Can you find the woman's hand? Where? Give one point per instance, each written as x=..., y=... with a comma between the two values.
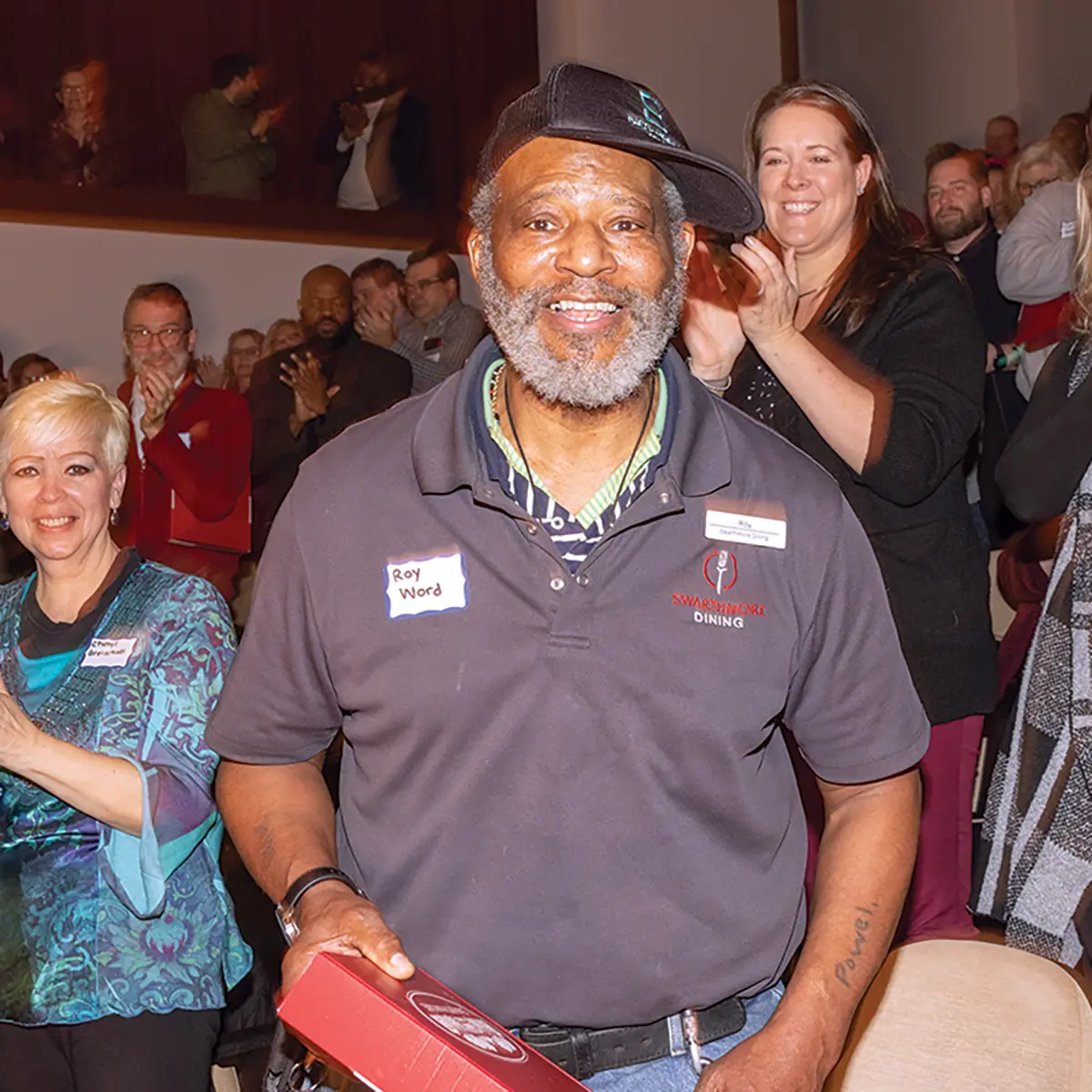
x=768, y=315
x=711, y=319
x=19, y=734
x=210, y=372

**EXERCISE:** Reproduce, word for word, everything in the listing above except the pictures.

**OUTPUT:**
Can you find the woman's hand? Where? Give one point per instance, each written as x=..., y=... with a comma between the two values.
x=768, y=315
x=711, y=319
x=19, y=734
x=210, y=372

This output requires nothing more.